World War Z was directed by Marc Forster and shook off a troubled production to prove a critical and commercial success with $540 million in box office sales around the globe.
The screenplay was written by Matthew Michael Carnahan, Drew Goddard, and Damon Lindelof, as screen story by Carnahan and J. Michael Straczynski, based on the 2006 novel of the same name by Max Brooks. The film stars Brad Pitt as Gerry Lane, a former United Nations investigator who must travel the world to find a way to stop a zombie pandemic.
From the opening moments of “World War Z,” there’s a certain nervous energy that translates into a genuine excitement that carries through the rest of the movie. It begins during the first suspense set-piece when Gerry and his family are trying to escape an infected Philadelphia.
The tension never ceases but instead builds exponentially from one moment to the next. The film moves from scene to scene, from one location to another, ultimately across the world, the tension is continually building as sequences domino to ever higher – until we end up in Isreal.
The Israel Sequence
When Gerry flies to Israel to investigate how they’ve dealt with the problem (according to a toothless CIA operative, they’ve “handled” the zombies well over there), we’re treated to the movie’s suspense centerpiece: a giant swarm of zombies, attracted by the noise created by singing citizens as well as loudspeaker system, scale a huge wall that had been erected to keep the monsters out.
It is probably the most visually powerful scene in the film. Zombies form a pyramid as they climb on top of each other in rapid succession in an attempt to scale a wall. The zombies look like an angry swarm of ants as they act instinctively as insects or perhaps more like birds – this scene really shows the type of threat that they represent.
The fevered pitch of this sequence is so high that the movie can never possibly hope to match it, which is probably why the third act of the movie moves away from action into horror territory.
Cinesite is a very well established visual effects company, they based their digital creations on concurrent work being done by The Moving Picture Company (MPC) for the Israel sequences (see the below video).
The digital zombies were modeled via scans and reference photography with over 3,000 different wardrobe outfits that could be mixed and matched were created for the zombies. For the pyramids, in particular, MPC would block out movements with geometry first to get a rough feel for the animation based on previs and the mocap that had been shot.
“We had mocap of guys climbing on a ramp and falling,”
“Then when we built the pyramids, the clips would be put on them based on the angle needed, and then we used a lot of animated vignettes. There was also a lot of keyframe animation.”
– MPC visual effects supervisor Jessica Norman
In addition to the ‘zombie tsunamis’ in Jerusalem, MPC delivered environment extensions, a helicopter crash, and several shots of the airport and taxiing aircraft.

What to work on -
1. According to the World War Z article, how much did the film earn in box office sales worldwide?
2. Duplicate the passage of the World War Z article from "The screenplay was" up to and including "an infected Philadelphia.".
3. List every person the World War Z article credits with writing the screenplay, the screen story, or the novel the film is based on.

Provided records -
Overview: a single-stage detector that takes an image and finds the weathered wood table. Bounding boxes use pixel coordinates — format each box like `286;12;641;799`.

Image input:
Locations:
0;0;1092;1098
==
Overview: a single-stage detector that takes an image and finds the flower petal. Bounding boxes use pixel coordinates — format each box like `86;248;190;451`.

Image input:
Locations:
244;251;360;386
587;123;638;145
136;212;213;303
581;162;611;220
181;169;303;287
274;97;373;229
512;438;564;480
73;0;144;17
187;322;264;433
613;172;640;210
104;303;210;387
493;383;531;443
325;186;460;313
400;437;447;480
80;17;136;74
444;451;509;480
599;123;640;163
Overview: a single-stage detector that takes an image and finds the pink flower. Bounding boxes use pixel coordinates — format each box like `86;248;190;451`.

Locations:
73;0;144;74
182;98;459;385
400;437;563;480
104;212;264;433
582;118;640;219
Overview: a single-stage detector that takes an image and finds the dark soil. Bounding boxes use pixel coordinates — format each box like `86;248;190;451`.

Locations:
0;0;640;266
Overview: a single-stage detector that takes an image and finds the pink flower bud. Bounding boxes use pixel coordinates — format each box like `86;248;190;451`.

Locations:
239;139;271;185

Exercise answers -
1. $540 million

2.
The screenplay was written by Matthew Michael Carnahan, Drew Goddard, and Damon Lindelof, as screen story by Carnahan and J. Michael Straczynski, based on the 2006 novel of the same name by Max Brooks. The film stars Brad Pitt as Gerry Lane, a former United Nations investigator who must travel the world to find a way to stop a zombie pandemic.
From the opening moments of “World War Z,” there’s a certain nervous energy that translates into a genuine excitement that carries through the rest of the movie. It begins during the first suspense set-piece when Gerry and his family are trying to escape an infected Philadelphia.

3. Matthew Michael Carnahan, Drew Goddard, Damon Lindelof, J. Michael Straczynski, Max Brooks